- Fragmento citado -
══════════════════════════════

Para empezar, se necesita tiempo, “la cocina es una ladrona, hija mía, de tiempo y dinero”. “No tiene truco, sólo hay que hacerla con tiempo”. 

Una vez elegidas las patatas, veo que la Abuelita me quita de las manos una patata perfecta, con la piel de un mismo color, sin imperfecciones… “Usa primero las patatas con ojos” ¿Ojos? No entiendo nada, pero ahí está Rafaelius para aclarar e ilustrar incluso el proceso de una tortilla de patata. “Las patatas con grillones se pudren antes, crecen para que nazcan nuevas patatas y por ahí pierden cualidades.” ¡Toma!

Se mondan las patatas con un cuchillo afilado y sin sierra, para dar una sensación de frescor y mejor afeitado a la patata. Ahí empieza el conflicto: las patatas ¿se mondan o se pelan? Abuelita y Rafaelius entablan una discusión correcta pero con razonamientos que dejan el dilema en un: “Tráeme el diccionario”. Al final se resuelve todo, las dos valen!! ¡¡Menos mal!!

══════════════════════════════

- Tareas del ejercicio -
(1) Repite un tramo del fragmento sobre la tortilla de patata: empieza en las palabras que contienen “Se mondan las” y detente después de “valen!! ¡¡Menos mal!!”.
(2) Según el fragmento sobre la tortilla de patata, ¿con qué tipo de cuchillo se mondan las patatas?

══════════════════════════════

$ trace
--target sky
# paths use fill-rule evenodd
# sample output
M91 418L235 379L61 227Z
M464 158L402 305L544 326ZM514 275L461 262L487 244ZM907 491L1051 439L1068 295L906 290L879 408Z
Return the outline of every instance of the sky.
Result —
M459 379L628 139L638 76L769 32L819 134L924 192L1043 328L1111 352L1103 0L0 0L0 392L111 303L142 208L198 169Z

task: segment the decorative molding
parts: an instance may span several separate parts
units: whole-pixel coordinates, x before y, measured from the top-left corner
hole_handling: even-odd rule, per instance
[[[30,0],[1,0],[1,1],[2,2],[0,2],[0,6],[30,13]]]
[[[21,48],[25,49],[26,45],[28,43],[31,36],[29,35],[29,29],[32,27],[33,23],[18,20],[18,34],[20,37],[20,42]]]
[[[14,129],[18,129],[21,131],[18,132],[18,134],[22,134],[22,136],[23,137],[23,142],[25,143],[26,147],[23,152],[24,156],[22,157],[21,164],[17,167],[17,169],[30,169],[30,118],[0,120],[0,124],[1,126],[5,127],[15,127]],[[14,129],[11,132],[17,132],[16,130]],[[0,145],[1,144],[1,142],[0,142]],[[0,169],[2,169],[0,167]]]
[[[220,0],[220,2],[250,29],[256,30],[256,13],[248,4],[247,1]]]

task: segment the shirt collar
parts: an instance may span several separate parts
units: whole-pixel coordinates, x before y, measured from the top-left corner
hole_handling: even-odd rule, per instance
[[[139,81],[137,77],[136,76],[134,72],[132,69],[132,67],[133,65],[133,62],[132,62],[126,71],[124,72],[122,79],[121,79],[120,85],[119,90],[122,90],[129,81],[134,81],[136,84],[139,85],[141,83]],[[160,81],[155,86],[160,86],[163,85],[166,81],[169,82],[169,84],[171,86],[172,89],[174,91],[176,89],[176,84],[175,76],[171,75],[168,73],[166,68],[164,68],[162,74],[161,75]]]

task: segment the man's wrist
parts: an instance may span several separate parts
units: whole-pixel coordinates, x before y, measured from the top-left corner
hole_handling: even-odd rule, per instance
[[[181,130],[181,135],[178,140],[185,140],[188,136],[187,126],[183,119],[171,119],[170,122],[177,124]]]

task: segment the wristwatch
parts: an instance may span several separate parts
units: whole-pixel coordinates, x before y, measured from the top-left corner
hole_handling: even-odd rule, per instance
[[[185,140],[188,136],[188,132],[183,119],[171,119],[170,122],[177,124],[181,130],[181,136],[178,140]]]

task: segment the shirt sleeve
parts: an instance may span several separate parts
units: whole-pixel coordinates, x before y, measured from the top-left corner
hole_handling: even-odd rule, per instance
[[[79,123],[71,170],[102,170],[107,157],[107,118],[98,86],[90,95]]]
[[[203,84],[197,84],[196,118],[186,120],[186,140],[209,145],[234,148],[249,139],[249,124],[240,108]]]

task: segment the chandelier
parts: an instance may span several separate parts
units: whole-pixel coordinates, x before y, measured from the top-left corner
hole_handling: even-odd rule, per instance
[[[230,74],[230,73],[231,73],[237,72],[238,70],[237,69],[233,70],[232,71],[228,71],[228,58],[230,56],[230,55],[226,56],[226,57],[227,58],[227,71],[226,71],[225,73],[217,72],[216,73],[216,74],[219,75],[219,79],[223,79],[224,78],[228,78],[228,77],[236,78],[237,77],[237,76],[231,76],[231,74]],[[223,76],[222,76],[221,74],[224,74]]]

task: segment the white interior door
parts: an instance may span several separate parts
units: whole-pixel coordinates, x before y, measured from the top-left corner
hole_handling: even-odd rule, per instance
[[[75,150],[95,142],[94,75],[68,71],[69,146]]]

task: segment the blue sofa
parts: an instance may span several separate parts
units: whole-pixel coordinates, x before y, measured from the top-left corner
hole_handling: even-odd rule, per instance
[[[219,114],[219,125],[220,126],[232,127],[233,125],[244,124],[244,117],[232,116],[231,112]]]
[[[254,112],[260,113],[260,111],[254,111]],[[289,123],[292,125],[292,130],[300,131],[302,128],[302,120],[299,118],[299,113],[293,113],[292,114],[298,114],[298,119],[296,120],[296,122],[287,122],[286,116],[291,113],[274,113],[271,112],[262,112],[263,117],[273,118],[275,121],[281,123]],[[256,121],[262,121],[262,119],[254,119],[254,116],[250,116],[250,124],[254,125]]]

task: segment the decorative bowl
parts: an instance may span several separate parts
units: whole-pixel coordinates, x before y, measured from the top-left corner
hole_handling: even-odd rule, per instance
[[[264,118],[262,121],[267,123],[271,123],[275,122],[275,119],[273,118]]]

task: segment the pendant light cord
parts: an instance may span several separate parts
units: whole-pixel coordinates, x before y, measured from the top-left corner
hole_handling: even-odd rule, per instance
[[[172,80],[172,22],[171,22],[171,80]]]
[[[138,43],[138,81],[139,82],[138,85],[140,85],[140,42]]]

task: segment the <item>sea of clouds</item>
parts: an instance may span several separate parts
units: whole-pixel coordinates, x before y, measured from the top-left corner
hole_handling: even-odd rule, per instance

══════════════════════════════

- Resultados del ejercicio -
(1)
Se mondan las patatas con un cuchillo afilado y sin sierra, para dar una sensación de frescor y mejor afeitado a la patata. Ahí empieza el conflicto: las patatas ¿se mondan o se pelan? Abuelita y Rafaelius entablan una discusión correcta pero con razonamientos que dejan el dilema en un: “Tráeme el diccionario”. Al final se resuelve todo, las dos valen!! ¡¡Menos mal!!

(2) Con un cuchillo afilado y sin sierra.